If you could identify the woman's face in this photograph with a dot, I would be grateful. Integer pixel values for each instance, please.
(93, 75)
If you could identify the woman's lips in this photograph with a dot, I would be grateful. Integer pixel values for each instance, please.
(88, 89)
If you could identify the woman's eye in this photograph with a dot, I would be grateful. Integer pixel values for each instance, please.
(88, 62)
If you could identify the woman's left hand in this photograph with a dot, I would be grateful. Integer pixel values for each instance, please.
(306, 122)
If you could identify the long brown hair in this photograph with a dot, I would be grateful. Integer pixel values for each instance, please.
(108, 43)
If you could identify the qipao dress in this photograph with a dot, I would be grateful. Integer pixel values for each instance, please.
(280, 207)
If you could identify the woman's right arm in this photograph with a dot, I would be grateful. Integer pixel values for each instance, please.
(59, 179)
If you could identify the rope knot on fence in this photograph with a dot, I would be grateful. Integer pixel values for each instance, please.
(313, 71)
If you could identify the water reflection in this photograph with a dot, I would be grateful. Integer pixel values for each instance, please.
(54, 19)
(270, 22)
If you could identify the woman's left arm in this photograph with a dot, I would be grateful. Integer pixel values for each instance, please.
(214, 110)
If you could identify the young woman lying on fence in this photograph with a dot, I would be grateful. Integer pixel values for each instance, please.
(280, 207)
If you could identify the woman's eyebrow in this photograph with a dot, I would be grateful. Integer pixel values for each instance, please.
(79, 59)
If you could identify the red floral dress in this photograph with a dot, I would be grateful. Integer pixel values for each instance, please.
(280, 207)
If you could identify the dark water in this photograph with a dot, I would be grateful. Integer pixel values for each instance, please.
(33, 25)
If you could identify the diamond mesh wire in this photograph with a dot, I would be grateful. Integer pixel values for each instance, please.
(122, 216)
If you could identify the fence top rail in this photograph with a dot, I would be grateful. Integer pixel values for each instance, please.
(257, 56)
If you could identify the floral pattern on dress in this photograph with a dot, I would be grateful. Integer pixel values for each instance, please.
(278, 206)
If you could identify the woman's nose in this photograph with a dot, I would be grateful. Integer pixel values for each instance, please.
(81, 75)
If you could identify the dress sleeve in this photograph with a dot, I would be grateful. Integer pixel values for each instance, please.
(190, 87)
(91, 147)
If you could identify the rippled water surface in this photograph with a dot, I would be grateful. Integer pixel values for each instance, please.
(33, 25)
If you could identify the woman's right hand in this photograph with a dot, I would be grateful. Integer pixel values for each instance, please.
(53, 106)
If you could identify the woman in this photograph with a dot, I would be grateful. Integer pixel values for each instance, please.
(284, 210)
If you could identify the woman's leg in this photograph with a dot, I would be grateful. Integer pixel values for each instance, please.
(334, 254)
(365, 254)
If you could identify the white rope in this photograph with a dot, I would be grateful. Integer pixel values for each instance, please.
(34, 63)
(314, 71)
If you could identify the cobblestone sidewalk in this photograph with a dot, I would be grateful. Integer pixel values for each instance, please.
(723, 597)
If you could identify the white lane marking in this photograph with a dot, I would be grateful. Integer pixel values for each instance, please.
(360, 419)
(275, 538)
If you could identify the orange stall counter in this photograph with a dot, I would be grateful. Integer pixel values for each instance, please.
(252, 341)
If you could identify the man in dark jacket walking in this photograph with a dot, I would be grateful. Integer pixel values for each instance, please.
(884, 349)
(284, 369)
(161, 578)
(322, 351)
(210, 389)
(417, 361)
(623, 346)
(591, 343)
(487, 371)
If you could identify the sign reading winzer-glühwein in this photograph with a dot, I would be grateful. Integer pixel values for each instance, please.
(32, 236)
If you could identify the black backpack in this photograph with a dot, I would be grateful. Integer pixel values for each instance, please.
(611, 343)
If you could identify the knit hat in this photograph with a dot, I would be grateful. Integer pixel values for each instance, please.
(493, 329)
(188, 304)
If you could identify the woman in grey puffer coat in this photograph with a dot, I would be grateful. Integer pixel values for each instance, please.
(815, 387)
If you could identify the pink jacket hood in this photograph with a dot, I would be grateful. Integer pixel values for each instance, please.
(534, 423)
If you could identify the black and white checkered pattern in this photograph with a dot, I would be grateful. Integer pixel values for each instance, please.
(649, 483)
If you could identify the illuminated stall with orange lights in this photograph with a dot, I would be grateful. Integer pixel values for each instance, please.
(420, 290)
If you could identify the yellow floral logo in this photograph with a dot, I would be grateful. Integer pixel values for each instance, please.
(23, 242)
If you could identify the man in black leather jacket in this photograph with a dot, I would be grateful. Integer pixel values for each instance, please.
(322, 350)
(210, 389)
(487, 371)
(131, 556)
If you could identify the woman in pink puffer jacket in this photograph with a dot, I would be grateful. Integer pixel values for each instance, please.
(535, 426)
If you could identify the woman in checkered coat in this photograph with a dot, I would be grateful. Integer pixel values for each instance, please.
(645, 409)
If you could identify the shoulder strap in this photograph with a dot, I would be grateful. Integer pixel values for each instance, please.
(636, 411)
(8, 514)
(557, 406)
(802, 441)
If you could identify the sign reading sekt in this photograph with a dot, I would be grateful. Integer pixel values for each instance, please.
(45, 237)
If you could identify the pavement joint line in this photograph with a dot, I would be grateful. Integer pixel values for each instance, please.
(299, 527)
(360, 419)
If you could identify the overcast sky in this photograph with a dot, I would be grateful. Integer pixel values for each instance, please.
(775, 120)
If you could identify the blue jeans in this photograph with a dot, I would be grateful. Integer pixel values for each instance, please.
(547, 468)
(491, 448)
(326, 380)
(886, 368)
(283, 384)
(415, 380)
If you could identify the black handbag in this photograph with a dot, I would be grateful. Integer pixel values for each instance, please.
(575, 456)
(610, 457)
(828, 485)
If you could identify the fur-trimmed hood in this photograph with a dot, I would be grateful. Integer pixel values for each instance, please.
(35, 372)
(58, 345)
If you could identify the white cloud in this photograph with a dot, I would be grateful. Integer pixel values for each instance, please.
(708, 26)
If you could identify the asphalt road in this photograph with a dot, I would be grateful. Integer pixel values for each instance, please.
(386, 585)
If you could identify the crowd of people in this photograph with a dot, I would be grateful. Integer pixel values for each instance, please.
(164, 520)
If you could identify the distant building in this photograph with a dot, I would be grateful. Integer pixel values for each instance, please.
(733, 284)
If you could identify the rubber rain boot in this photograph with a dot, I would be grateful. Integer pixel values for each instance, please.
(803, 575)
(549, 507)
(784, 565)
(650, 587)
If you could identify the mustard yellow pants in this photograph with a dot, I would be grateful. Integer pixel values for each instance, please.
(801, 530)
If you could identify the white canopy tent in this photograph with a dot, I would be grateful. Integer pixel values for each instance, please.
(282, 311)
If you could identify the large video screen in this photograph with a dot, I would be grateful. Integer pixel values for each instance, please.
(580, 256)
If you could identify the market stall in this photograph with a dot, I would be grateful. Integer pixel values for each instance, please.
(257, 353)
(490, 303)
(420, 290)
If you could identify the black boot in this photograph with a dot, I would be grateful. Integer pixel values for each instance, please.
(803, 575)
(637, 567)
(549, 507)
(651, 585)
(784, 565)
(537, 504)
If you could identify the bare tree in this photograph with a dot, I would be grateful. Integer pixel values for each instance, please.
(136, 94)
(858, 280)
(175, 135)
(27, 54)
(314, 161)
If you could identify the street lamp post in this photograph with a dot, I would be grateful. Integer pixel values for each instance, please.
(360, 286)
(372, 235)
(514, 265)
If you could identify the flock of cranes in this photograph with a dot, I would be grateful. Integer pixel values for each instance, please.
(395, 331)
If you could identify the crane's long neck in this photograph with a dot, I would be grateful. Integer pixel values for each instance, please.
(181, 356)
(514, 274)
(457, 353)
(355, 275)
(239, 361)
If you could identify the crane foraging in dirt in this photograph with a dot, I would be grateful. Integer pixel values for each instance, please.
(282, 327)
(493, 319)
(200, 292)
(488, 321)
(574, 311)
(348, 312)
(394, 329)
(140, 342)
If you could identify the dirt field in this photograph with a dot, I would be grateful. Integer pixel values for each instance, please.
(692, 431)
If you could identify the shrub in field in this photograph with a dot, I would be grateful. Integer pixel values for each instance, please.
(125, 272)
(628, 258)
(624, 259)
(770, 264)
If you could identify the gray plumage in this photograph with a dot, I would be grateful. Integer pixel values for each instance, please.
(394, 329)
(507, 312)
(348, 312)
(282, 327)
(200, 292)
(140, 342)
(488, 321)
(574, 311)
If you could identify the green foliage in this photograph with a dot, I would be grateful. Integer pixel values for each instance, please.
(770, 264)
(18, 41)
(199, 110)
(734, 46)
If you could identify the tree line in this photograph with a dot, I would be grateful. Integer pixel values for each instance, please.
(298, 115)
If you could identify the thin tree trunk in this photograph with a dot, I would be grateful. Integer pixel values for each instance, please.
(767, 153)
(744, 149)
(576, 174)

• **GIVEN EXERCISE**: Take the line that contains "If you could identify the gray" and every line after it through the end of the listing above, and repeat them exactly.

• **EXERCISE OUTPUT**:
If you could identify the gray plumage in this photograph with a dot, I would be grateful. Integer pixel values for each instance, please.
(394, 329)
(507, 312)
(348, 312)
(282, 327)
(200, 292)
(140, 342)
(488, 321)
(574, 311)
If you could identify the green foliage in this photograph with a dot, I would be grateful. Integer pixel values for each instance, please.
(770, 264)
(18, 41)
(199, 110)
(734, 46)
If you could identify the tree line in this photograph with a dot, I would be grateful. Integer pixel values for each instance, please.
(298, 115)
If you could identify the thin tree trunk in this photograph with a dot, I would be grateful. Integer pixel values for each instance, please.
(767, 153)
(744, 149)
(576, 174)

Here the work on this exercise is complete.